Given exercise - Rewrite all the records below, changing every "representative example" to "sample" and keeping everything else the same. Leave the pictures out.

------------------------------------

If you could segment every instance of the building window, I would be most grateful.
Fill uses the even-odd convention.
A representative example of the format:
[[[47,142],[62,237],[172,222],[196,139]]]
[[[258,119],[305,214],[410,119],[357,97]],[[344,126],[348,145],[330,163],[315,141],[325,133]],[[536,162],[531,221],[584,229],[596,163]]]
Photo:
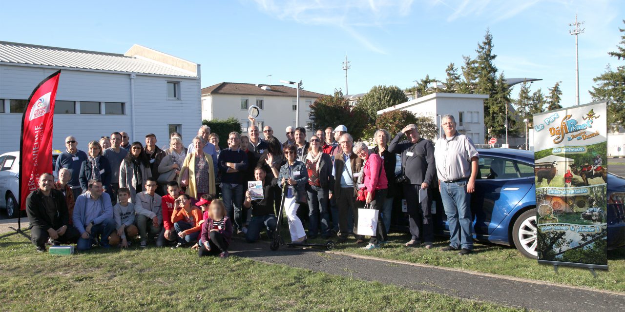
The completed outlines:
[[[167,98],[174,100],[180,99],[180,82],[167,82]]]
[[[100,114],[99,102],[81,102],[81,114],[92,114],[99,115]]]
[[[76,114],[76,102],[72,100],[58,100],[54,102],[54,114]]]
[[[28,100],[9,100],[9,103],[10,112],[23,113],[28,105]]]
[[[106,102],[104,103],[104,114],[106,115],[124,115],[125,103]]]
[[[182,125],[168,125],[168,127],[170,137],[171,137],[171,134],[174,132],[182,133]]]

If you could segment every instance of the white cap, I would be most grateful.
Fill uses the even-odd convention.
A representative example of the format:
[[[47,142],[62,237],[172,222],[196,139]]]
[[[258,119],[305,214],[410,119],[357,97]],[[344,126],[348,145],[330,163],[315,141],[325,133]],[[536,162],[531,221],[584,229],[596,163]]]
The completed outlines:
[[[343,125],[339,125],[339,126],[337,127],[336,129],[335,129],[334,130],[332,131],[332,132],[336,132],[338,131],[342,131],[344,132],[348,132],[348,127],[345,127]]]

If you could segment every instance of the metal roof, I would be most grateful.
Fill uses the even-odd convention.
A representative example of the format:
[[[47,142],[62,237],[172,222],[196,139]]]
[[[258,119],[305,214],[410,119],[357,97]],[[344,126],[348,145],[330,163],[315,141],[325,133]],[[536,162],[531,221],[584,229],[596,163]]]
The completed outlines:
[[[143,57],[0,41],[2,63],[197,77],[192,72]]]

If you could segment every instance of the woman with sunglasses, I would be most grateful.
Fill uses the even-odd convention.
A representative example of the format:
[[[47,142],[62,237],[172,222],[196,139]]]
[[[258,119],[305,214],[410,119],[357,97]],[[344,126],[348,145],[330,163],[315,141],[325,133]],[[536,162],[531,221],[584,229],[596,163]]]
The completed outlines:
[[[89,180],[95,179],[102,182],[104,191],[112,195],[111,192],[111,164],[106,156],[102,155],[102,146],[98,141],[89,142],[87,159],[80,167],[78,178],[82,193],[87,192]]]
[[[133,142],[119,166],[119,187],[130,189],[130,202],[134,203],[137,193],[143,191],[143,185],[151,177],[150,161],[143,151],[143,145]]]
[[[321,140],[317,135],[312,135],[309,141],[310,147],[304,156],[304,163],[308,173],[306,193],[308,195],[308,237],[317,237],[318,223],[321,217],[321,236],[324,239],[330,237],[329,214],[328,200],[330,186],[334,184],[332,175],[332,159],[330,155],[321,150]]]
[[[297,160],[297,150],[295,145],[284,147],[286,163],[280,167],[278,179],[284,192],[284,207],[289,222],[291,242],[302,243],[306,241],[306,233],[302,221],[298,217],[298,208],[300,204],[306,203],[306,185],[308,182],[308,172],[304,163]]]

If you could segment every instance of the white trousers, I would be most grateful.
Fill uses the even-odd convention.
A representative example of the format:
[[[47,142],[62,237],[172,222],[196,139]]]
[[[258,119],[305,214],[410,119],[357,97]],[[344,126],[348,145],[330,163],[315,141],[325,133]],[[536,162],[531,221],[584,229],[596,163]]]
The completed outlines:
[[[291,241],[298,240],[306,235],[302,221],[298,217],[298,208],[299,204],[295,202],[294,197],[292,198],[284,198],[284,211],[286,212],[286,219],[289,221]]]

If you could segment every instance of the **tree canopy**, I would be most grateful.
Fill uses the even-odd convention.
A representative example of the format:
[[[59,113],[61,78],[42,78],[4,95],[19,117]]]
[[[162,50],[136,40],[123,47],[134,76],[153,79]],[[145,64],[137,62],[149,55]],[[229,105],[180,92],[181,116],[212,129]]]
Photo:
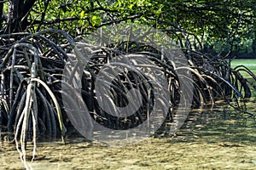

------------------------------------

Answer to the exercise -
If you could segment every instance of the building window, I would be most grateful.
Fill uses the even-odd convention.
A sample of the format:
[[[47,142],[62,237],[172,222],[196,139]]]
[[[258,119],[305,214],[410,119],[357,97]],[[344,126],[348,145],[330,163],[315,141],[325,133]],[[536,162],[531,221],[584,229],[596,163]]]
Photo:
The completed outlines:
[[[167,98],[174,100],[180,99],[180,82],[167,82]]]
[[[100,114],[99,102],[81,102],[81,114],[92,114],[99,115]]]
[[[76,114],[76,102],[72,100],[58,100],[54,102],[54,114]]]
[[[28,100],[9,100],[9,103],[10,112],[23,113],[28,105]]]
[[[106,102],[104,103],[104,114],[106,115],[124,115],[125,103]]]
[[[182,125],[168,125],[168,127],[170,137],[171,137],[171,134],[174,132],[182,133]]]

If you could segment every instance of the white cap, I would be most grateful.
Fill uses the even-odd convention.
A sample of the format:
[[[47,142],[62,237],[172,222],[196,139]]]
[[[258,119],[305,214],[410,119],[357,97]],[[344,126],[348,145],[330,163],[315,141],[325,133]],[[536,162],[531,221],[584,229],[596,163]]]
The completed outlines:
[[[343,125],[339,125],[339,126],[337,127],[336,129],[335,129],[334,130],[332,131],[332,132],[336,132],[338,131],[342,131],[344,132],[348,132],[348,127],[345,127]]]

If you could segment every instance of the metal roof, I would be most grateful.
Fill uses the even-odd convention.
A sample of the format:
[[[47,142],[62,237],[172,222],[196,139]]]
[[[258,119],[305,214],[410,119],[357,97]],[[344,126],[348,145],[330,163],[315,141],[325,133]],[[536,162],[531,221],[584,229],[596,163]]]
The completed outlines:
[[[143,57],[0,41],[2,63],[197,77],[192,72]]]

If you could segment every instance of the woman with sunglasses, I would be most grateful.
Fill uses the even-odd convention.
A sample of the format:
[[[47,142],[62,237],[172,222],[196,139]]]
[[[258,119],[305,214],[410,119],[357,97]],[[344,126],[348,145],[330,163],[315,141],[325,133]],[[536,162],[531,221],[584,229],[596,163]]]
The completed outlines:
[[[89,180],[95,179],[102,182],[104,191],[112,195],[111,192],[111,164],[106,156],[102,155],[102,146],[98,141],[89,142],[87,159],[80,167],[78,178],[82,193],[87,192]]]
[[[133,142],[119,166],[119,187],[130,189],[130,202],[134,203],[137,193],[143,191],[143,185],[151,177],[150,161],[143,151],[143,145]]]
[[[321,140],[317,135],[312,135],[309,141],[310,147],[304,156],[304,163],[308,173],[306,193],[308,195],[308,237],[317,237],[318,223],[321,217],[321,236],[324,239],[330,237],[329,214],[328,200],[330,186],[334,184],[332,175],[332,159],[330,155],[321,150]]]
[[[297,160],[297,150],[295,145],[284,147],[286,163],[280,167],[278,179],[284,192],[284,207],[289,222],[291,242],[302,243],[306,241],[306,233],[302,221],[298,217],[298,208],[300,204],[306,203],[306,185],[308,182],[308,172],[304,163]]]

If you could segment every instance of the white trousers, I would be most grateful.
Fill uses the even-odd convention.
A sample of the format:
[[[47,142],[62,237],[172,222],[196,139]]]
[[[258,119],[305,214],[410,119],[357,97]],[[344,126],[348,145],[330,163],[315,141],[325,133]],[[536,162],[531,221],[584,229],[596,163]]]
The completed outlines:
[[[291,241],[298,240],[306,235],[302,221],[298,217],[298,208],[299,204],[295,202],[294,197],[292,198],[284,198],[284,211],[286,212],[286,219],[289,221]]]

If you could segment every instance of the **tree canopy**, I would be most grateful.
Fill uses the even-odd convention.
A sample of the format:
[[[59,113],[61,78],[42,78],[4,95],[19,117]]]
[[[162,50],[136,40],[123,47],[134,76],[153,79]],[[145,64],[137,62],[149,55]],[[229,105],[180,92],[181,116],[212,129]]]
Photo:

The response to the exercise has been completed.